## Collected data entries
▼

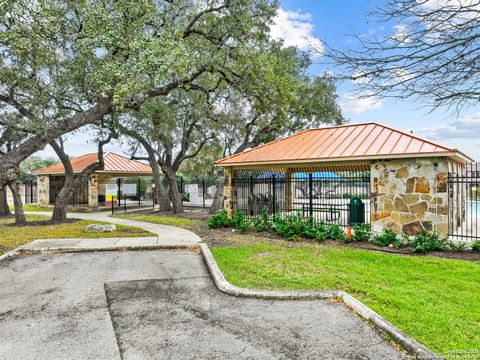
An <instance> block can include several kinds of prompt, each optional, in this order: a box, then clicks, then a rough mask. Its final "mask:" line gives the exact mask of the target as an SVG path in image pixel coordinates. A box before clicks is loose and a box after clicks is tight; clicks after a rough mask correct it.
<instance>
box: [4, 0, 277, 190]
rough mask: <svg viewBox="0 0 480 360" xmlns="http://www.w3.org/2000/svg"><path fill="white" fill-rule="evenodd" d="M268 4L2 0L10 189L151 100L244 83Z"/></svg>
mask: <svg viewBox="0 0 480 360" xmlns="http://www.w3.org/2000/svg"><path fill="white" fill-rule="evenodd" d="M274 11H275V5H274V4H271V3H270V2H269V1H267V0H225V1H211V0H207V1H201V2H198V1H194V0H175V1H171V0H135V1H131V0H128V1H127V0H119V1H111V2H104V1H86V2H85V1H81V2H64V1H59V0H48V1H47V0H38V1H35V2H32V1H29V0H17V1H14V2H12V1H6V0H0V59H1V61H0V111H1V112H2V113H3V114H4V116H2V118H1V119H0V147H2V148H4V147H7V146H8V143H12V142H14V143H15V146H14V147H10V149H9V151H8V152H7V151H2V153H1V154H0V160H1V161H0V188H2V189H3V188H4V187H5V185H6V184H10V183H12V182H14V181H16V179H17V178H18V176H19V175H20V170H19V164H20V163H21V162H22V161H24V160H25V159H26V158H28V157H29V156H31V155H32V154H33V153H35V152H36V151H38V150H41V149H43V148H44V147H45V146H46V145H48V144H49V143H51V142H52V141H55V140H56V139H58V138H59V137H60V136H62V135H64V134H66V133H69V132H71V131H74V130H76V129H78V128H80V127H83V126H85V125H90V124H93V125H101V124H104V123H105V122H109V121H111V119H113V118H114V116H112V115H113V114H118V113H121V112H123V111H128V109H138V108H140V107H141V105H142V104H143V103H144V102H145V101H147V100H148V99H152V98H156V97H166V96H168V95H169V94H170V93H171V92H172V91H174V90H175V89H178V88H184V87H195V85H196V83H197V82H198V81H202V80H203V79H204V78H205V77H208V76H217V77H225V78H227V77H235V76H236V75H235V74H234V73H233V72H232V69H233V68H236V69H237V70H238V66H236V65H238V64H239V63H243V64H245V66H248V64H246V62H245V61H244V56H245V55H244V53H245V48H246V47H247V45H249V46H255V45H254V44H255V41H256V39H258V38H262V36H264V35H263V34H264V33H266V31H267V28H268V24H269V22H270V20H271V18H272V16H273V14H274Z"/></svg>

▲
▼

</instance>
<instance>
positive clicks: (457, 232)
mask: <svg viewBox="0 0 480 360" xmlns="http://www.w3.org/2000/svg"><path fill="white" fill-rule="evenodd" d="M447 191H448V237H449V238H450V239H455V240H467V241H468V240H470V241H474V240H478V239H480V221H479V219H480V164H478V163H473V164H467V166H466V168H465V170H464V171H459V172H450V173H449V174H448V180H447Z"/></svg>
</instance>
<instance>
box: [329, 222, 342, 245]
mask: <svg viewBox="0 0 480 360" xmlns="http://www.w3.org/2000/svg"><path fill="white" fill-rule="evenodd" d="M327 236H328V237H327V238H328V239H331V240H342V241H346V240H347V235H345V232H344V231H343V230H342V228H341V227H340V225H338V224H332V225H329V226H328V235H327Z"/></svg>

▲

## ASSIGNMENT
Rewrite the stretch of rows from the line containing "An <instance> block" through the line containing "rough mask: <svg", substituting "coarse mask" for "rough mask" and leaving everything else unchanged.

## TASK RESPONSE
An <instance> block can include several kinds of prompt, each optional, in this order: a box, then clicks, then a coarse mask. Its final "mask:" line gives the exact mask of the target as an SVG path in image pixel coordinates. A box before clicks is loose and a box after clicks is tight; clicks after a coarse mask correct it.
<instance>
box: [4, 0, 277, 190]
coarse mask: <svg viewBox="0 0 480 360" xmlns="http://www.w3.org/2000/svg"><path fill="white" fill-rule="evenodd" d="M268 4L2 0L10 189L151 100L244 83Z"/></svg>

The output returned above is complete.